• **TEXT PASSAGE**
_____
Asynchronous querying and tabular data

Tue May 1 21:02:44 PDT 2007

Hi Kona, All -

Frankly I'm not really sure how to respond to this posting.  The fact is
that nearly every detail of what is described here is incorrect, from the
get-go, and mistates fundamentally the (fairly simple I thought) concept
of an object-oriented queryData to estimate the work to be performed
(which could then be performed either synchronously or asynchronously),
followed by a stageData or whatever to initiate an asynchronous operation,
presumably followed by some version of the UWS pattern to interact with
the job once it is in progress.

I could respond to this posting in detail and walk through the
mistatements, but I don't think this would be worthwhile or productive
given that we are already at this point.  Lets just say that I do not
agree that this is in any way an accurate description of what has been
proposed.  I have already made an number of postings on this concept in
several forums recently, apparently to little effect.  It is not clear
it would serve any purpose for me to go through it again here now.
Very briefly, the only real distinction between an asynchronous,
object-oriented data service, and a generic job management system,
is in how the elements or tasks of the job to be executed are defined.
This is different for a DAL interface than for the generic case, because
we already have a way to define quite precisely the data product(s) we
want to generate, and once we have done this, the job to be performed
is fully defined.

Instead lets back up and look at the greater issue of integrating TAP
with the other DAL interfaces.  In the next several years we should have
a number of data access interfaces, but I think the "cornerstones"
will be catalog, image, and spectral access.  We are simply not
doing our jobs well if we don't have some uniformity, and sharing of
technology, approach, and interface, between these second generation
data access protocols.  Plus, there is also still interest in eventually
integrating ADQL capabilities into the other DAL services, in which
case the distinction becomes even less.  I think this issue falls in the
category of a _requirement_.  Unless there is a good reason to diverge,
we should adopt a uniform approach; if there is a good reason to do
something different, by all means lets do so, while keeping most of the
rest of the interface the same.
_____
• **DATASET SECTION**
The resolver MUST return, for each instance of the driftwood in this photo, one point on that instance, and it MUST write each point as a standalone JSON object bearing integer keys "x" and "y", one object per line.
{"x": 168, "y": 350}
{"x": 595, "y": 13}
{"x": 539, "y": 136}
_____
• **WORK TO DO**
1. Revise the post on asynchronous querying starting at "I could respond" and ending at "again here now.", changing "forums" to "mailing lists".
2. Pick up the post on asynchronous querying and tabular data after its final sentence and keep it going.

• **ANSWERS FOR THIS EXERCISE**
1.
I could respond to this posting in detail and walk through the
mistatements, but I don't think this would be worthwhile or productive
given that we are already at this point.  Lets just say that I do not
agree that this is in any way an accurate description of what has been
proposed.  I have already made an number of postings on this concept in
several mailing lists recently, apparently to little effect.  It is not clear
it would serve any purpose for me to go through it again here now.

2.
Also - I think many will argue that simple, synchronous, non-authenticated
queries remain the priority.  It is good to hear actually, that people are
taking large queries seriously, as I also think this is quite important
to have, to move beyond the "toy" stage.  A good interface will be simple
for synchronous queries against a single table, but easy to extend to
asynchronous operations, reusing much of the core interface.  What is the
difference, really?  Once the query is posed, the service can determine
whether it is simple enough to proceed synchronously, or expensive enough
to require staging (or perhaps rethinking on the part of the client).
The result, if a large query is attempted synchronously, is truncation
or an error response; alternatively, we for serious large queries we
have a two-stage operation involving estimation and job submission.
This is basically what queryData/stageData concept already provides.

	- Doug

On Tue, 1 May 2007, Kona Andrews wrote:

> Dear all,
>
> Copied below is a useful discussion from a colleague of why access
> protocols like SIAP and SSAP don't extend so gracefully to large
> tabular data queries, and why therefore we shouldn't try to make
> TAP exactly conform to the model assumed by these protocols.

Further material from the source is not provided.